Return every line in the items below that contains the word "field".

## [Dataset records]
★ ★ ★ ★ ★ ★ ★

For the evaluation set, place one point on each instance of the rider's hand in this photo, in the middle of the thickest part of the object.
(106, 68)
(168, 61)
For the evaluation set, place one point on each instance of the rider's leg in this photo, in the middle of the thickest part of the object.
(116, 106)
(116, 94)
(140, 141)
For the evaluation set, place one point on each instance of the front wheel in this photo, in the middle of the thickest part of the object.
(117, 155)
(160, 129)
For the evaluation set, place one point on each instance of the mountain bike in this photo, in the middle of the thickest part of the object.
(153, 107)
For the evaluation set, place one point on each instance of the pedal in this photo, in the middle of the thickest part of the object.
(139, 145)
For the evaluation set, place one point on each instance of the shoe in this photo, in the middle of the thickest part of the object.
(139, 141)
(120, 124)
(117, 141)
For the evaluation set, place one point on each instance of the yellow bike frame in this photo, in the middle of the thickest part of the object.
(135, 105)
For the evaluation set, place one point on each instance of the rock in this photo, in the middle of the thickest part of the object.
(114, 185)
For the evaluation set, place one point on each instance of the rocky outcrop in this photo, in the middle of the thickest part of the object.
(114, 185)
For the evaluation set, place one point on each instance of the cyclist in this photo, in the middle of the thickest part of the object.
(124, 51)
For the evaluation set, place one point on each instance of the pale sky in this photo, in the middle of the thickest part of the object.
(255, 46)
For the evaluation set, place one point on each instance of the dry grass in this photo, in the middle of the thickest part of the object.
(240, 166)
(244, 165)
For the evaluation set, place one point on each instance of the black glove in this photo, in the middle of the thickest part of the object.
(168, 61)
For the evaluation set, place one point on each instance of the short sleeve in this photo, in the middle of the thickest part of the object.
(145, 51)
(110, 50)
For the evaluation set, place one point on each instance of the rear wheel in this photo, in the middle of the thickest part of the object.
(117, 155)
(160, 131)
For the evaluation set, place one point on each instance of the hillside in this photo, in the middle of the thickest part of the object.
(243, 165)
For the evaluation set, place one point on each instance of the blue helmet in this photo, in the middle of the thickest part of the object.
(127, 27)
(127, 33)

★ ★ ★ ★ ★ ★ ★

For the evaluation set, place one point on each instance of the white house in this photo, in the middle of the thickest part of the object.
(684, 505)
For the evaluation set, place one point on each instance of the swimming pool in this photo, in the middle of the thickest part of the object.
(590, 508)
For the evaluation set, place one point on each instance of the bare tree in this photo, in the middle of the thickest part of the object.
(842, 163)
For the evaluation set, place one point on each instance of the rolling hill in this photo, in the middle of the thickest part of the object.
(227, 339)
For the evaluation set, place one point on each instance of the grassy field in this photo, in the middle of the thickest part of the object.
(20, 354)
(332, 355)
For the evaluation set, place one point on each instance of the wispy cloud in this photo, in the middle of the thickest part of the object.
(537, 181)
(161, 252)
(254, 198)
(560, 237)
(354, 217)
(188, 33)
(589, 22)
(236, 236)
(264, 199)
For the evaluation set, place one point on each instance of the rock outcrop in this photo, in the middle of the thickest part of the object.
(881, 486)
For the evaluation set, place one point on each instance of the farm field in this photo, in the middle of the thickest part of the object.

★ ★ ★ ★ ★ ★ ★

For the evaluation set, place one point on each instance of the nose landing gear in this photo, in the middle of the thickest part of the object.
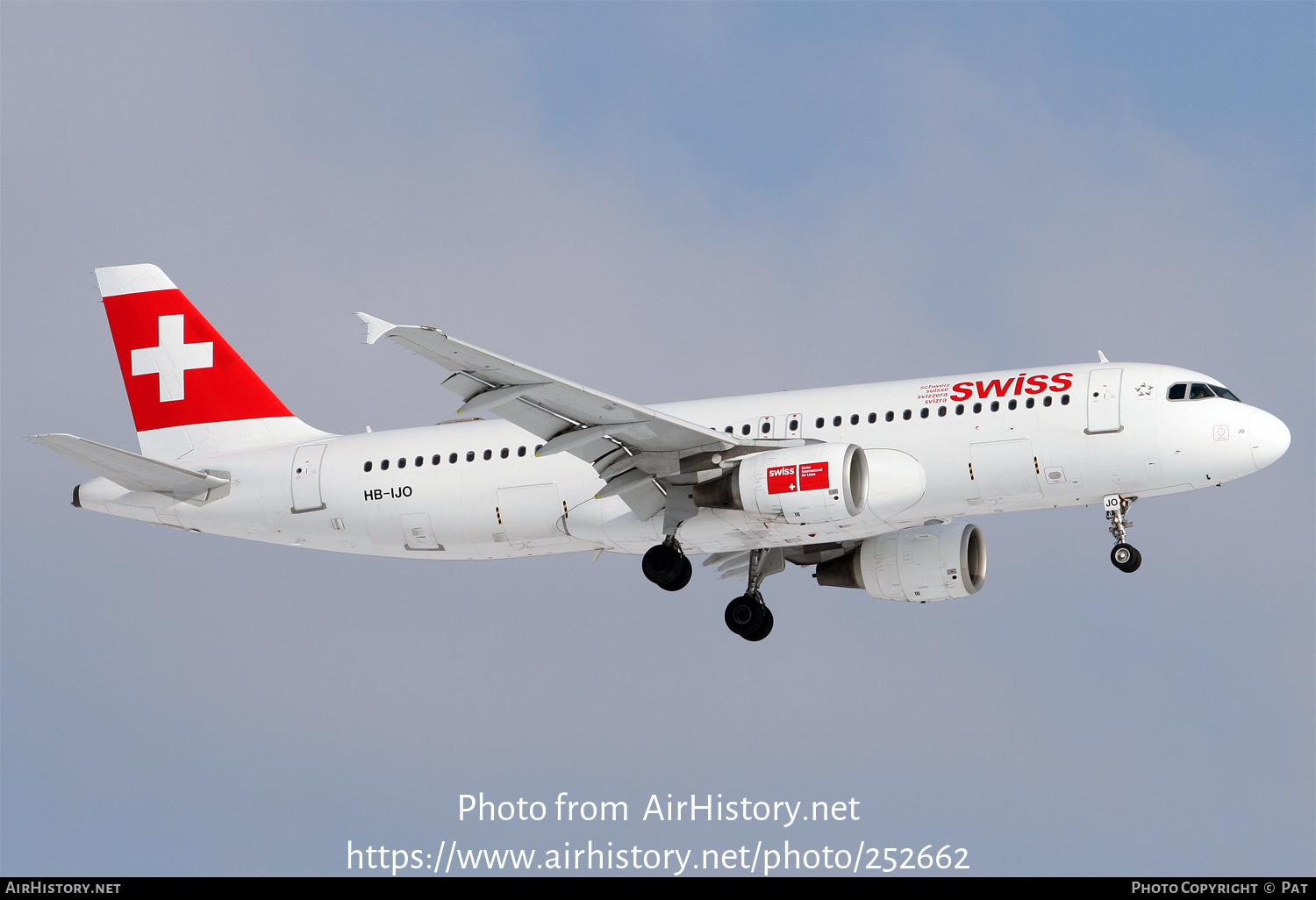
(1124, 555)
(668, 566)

★ ★ ★ ★ ★ ★ ★

## [The solution]
For the evaluation set, place one point on each instance of the grassy field in this photo, in the middle of the thickest part of the object.
For the evaluation set, place one point on each instance of the farm field in this photo, in the middle of the thickest part of the object.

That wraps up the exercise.